On peut effectivement se demander pourquoi la France, dont chacun des habitants produit 4 fois moins de gaz carbonique qu’un Allemand ou un Danois, serait contrainte de garnir de milliers de mâts éoliens ses paysages, à vocation touristique pour beaucoup d’entre eux.
Ces mâts éoliens sont la plupart du temps bien acceptés par la population locale, d’autant qu’ils génèrent des ressources pour les collectivités territoriales, mais sont absolument répulsives pour n’importe quel touriste. Or le tourisme en France c’est 5 milliards d’excédent pour la balance des paiements alors que le chiffre d’affaires total de l’éolien en France est de… 2 milliards.
Les ressources fiscales liées à l’éolien terrestre pour les collectivités territoriales sont d’une centaine de millions d’euros par an, mais la contribution au service public de l’électricité (CSPE) pour 2017 représentera plus de 8 milliards d’euros, en augmentation de 19 % par rapport à 2015.
La quote-part « énergie renouvelable » sur ces 8 milliards est de 71 %.
En d’autres termes les consommateurs d’électricité ont payé en France à leur fournisseur d’électricité un « impôt » de 5,7 milliards d’euros (dont une bonne part pour l’éolien terrestre), pour lutter contre le gaz carbonique et le réchauffement climatique auquel ils contribuent 4 fois moins que leurs homologues américains, allemands ou danois. Je vous épargne les Polonais et les Chinois.
On pourrait aussi considérer que l’Union européenne, qui s’est construite autour de la politique agricole commune (PAC) et qui a, par étapes, sabordé cette PAC, propose maintenant aux agriculteurs ruinés d’implanter des éoliennes sur leurs terres moyennant un loyer annuel d’environ 10 mille euros par an. Cette offre est quasiment impossible à refuser dans la situation économique actuelle des agriculteurs.

> **Lignes d'un jeu de données de pointage**

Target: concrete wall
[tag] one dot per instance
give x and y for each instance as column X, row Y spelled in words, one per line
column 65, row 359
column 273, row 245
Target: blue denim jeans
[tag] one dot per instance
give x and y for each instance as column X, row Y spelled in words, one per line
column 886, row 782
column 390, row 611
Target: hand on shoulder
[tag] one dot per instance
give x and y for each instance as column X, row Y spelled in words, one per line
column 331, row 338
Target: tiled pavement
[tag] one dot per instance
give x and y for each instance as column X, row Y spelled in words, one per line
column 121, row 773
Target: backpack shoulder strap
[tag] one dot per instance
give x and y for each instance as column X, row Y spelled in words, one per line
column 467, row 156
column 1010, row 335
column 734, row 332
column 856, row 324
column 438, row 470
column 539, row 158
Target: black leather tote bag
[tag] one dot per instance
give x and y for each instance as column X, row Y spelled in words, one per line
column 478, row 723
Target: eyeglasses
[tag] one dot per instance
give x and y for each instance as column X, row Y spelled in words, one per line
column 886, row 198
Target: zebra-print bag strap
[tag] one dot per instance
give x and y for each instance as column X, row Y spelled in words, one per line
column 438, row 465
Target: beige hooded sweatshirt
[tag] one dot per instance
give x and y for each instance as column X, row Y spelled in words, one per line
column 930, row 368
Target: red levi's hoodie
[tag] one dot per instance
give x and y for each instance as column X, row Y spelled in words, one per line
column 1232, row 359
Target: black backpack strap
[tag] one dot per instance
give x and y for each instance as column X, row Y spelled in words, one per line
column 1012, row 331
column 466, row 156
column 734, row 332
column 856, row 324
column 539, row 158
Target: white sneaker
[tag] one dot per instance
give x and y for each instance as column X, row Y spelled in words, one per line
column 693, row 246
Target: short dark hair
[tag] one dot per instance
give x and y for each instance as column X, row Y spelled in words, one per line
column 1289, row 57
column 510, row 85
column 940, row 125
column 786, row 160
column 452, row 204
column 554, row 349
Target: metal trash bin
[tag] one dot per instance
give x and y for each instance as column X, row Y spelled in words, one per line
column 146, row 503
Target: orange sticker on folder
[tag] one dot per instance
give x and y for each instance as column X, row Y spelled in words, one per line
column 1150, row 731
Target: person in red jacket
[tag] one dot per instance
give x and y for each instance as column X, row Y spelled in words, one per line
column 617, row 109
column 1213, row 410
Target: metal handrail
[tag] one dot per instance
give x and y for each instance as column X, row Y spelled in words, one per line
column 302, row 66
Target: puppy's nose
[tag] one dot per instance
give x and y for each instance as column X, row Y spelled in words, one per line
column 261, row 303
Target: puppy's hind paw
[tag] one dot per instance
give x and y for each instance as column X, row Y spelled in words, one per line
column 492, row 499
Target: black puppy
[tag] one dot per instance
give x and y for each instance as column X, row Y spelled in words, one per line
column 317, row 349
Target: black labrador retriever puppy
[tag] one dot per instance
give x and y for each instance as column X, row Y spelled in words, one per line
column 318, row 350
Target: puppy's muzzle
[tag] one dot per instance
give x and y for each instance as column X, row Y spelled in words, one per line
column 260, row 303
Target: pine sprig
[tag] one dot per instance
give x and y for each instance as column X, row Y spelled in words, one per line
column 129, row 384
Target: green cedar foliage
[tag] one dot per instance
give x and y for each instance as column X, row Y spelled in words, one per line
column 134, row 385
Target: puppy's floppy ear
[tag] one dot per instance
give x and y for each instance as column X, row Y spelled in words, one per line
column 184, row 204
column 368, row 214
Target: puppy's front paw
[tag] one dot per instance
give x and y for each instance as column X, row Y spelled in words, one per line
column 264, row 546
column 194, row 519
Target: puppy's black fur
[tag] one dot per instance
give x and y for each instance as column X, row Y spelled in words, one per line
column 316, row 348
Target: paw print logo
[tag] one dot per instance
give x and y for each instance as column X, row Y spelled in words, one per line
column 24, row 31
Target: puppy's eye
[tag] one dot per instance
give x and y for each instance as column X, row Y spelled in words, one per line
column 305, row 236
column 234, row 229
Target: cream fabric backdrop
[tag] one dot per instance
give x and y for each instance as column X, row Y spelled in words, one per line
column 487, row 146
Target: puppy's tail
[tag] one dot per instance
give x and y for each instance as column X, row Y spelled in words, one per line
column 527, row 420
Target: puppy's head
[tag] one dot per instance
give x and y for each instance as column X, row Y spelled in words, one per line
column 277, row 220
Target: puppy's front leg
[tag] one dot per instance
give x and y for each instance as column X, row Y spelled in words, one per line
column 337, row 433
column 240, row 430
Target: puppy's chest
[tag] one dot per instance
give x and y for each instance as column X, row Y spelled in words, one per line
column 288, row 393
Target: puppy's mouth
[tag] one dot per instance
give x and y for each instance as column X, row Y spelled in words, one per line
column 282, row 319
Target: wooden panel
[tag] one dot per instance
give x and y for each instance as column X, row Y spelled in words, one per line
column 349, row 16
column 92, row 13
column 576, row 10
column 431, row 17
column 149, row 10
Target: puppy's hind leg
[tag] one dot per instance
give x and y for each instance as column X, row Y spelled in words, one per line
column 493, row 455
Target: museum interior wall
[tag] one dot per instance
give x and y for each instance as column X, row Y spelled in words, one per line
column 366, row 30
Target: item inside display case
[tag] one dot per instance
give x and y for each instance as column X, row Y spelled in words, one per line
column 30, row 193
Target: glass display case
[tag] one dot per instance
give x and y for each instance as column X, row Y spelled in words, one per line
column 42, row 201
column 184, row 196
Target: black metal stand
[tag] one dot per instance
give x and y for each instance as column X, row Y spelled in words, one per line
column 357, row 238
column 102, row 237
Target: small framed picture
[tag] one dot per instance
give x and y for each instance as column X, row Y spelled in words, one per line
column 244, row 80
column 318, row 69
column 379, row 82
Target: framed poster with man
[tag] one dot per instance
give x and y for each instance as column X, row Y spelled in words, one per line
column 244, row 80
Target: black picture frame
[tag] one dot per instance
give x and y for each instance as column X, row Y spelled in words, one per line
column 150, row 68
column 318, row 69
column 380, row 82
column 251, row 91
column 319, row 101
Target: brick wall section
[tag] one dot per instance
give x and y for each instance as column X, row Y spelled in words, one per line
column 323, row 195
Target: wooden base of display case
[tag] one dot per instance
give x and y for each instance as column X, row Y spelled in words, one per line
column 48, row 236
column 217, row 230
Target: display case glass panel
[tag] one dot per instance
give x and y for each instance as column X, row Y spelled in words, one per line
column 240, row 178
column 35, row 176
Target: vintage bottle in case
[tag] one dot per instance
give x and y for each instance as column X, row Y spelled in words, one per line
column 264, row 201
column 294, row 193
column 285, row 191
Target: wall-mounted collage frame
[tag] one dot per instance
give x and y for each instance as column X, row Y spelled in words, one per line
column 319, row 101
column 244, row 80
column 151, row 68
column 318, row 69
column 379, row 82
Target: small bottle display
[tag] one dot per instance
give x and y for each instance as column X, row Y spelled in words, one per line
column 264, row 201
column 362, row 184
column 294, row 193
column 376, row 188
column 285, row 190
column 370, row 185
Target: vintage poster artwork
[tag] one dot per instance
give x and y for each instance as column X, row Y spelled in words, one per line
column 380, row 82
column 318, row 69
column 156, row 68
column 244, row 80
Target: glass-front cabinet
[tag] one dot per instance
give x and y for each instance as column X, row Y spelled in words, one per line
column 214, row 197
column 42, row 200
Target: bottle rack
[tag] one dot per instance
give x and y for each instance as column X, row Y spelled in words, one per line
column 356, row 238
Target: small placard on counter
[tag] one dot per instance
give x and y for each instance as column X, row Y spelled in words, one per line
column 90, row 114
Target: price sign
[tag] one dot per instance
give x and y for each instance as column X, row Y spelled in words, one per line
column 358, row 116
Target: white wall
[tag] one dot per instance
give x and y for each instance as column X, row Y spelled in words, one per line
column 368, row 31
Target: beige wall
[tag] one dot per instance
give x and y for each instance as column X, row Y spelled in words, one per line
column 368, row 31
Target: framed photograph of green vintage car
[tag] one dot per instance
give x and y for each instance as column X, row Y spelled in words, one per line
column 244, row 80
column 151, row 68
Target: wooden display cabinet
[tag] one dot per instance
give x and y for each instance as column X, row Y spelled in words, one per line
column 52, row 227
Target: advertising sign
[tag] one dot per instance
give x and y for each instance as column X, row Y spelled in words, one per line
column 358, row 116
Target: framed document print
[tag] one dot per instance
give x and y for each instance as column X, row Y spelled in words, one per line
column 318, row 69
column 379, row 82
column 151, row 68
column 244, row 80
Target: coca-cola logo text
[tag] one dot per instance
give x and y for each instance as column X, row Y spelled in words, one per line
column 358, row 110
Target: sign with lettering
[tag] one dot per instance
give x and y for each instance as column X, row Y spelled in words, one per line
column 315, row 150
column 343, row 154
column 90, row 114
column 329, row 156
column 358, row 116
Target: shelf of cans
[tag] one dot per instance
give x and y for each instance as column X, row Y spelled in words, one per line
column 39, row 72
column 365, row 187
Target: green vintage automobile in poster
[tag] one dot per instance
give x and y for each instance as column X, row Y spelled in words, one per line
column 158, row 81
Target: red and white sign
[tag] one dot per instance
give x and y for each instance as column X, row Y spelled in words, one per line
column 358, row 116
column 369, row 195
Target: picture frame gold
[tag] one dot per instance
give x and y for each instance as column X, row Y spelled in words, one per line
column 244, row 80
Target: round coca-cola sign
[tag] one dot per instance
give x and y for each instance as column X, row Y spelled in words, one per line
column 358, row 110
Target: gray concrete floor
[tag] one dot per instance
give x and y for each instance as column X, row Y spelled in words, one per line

> **CONSIGNES**
(1) Dressez la liste de toutes les nationalités citées dans l'extrait sur l'éolien en France.
(2) Recopiez mot pour mot tout le passage de l'extrait sur l'éolien en France qui va de « Ces mâts éoliens » jusqu'à « de… 2 milliards. ».
(3) Rédigez la suite de l'extrait sur l'éolien en France à partir de sa dernière phrase.

> **RÉPONSES**
(1)
- Allemands
- Danois
- Américains
- Polonais
- Chinois

(2)
Ces mâts éoliens sont la plupart du temps bien acceptés par la population locale, d’autant qu’ils génèrent des ressources pour les collectivités territoriales, mais sont absolument répulsives pour n’importe quel touriste. Or le tourisme en France c’est 5 milliards d’excédent pour la balance des paiements alors que le chiffre d’affaires total de l’éolien en France est de… 2 milliards.

(3)
Parallèlement l’Etat français diminue drastiquement les dotations au profit du bloc communal, ce qui rend les maires et présidents d’intercommunalités perméables aux avantages financiers de l’éolien.
J’ai constaté, au cours de la conférence organisée par l’AMF, que de nombreux maires s’exaltaient face aux ressources nouvelles que leur procurait l’éolien dans leurs communes et que la casquette de responsable des finances d’une collectivité territoriale l’emportait, sans discernement, sur celle de citoyen.
De fait, le rôle du maire se réduit à négocier le montant d’une servitude de survol des chemins ruraux de sa commune, à examiner les mesures compensatoires mises en place et, parfois, à travailler la répartition de la fiscalité à l’intérieur du bloc communal
Le reste n’est pas de sa compétence, mais de celle de l’Etat qui, sur ce sujet comme bien d’autres, s’est montré particulièrement défaillant.
Après le démantèlement de la PAC destructeur de notre agriculture, nos gouvernements successifs ont cautionné un développement éolien de plus en plus anarchique, notamment avec la suppression des ZDE.
La destruction de nos paysages et de notre potentiel touristique permet aux Allemands, aux Danois et aux Polonais, entre autres, de continuer de polluer allègrement en gaz carbonique notre planète commune avec leurs centrales à gaz et charbon.
L’objectif européen devrait être selon moi non pas un pourcentage d’énergie renouvelable dans le mix énergétique, mais un niveau d’émission de gaz carbonique, puisque les énergies renouvelables ont pour objet principal la lutte contre les émissions de gaz carbonique et le réchauffement climatique.
J’ai compris, de conversations informelles avec des fonctionnaires en charge, qu’une collectivité territoriale qui tenterait de limiter le développement éolien via le PLUI ou le SCOT avait peu de chances d’avoir gain de cause au-delà des critères d’exclusion habituels (proximité d’un monument historique, etc.) et que les préfets ont pour instruction d’attaquer en nullité tout PLUI ou tout SCOT qui s’écarterait des critères actuels prévus par la loi.
L’on a appris récemment que Monsieur Hulot souhaitait fermer jusqu’à 17 centrales nucléaires.
Le doublement d’ici 2023 du nombre d’éoliennes, qui ne fonctionnent que 40 % du temps, impliquera sans doute pour cette énergie pour l’instant non stockable la construction de centrales à gaz fortement productives de gaz carbonique, à moins que l’on puisse investir dans les batteries de stockage d’électricité du type de celle envisagée par l’Australie (projet Neoen).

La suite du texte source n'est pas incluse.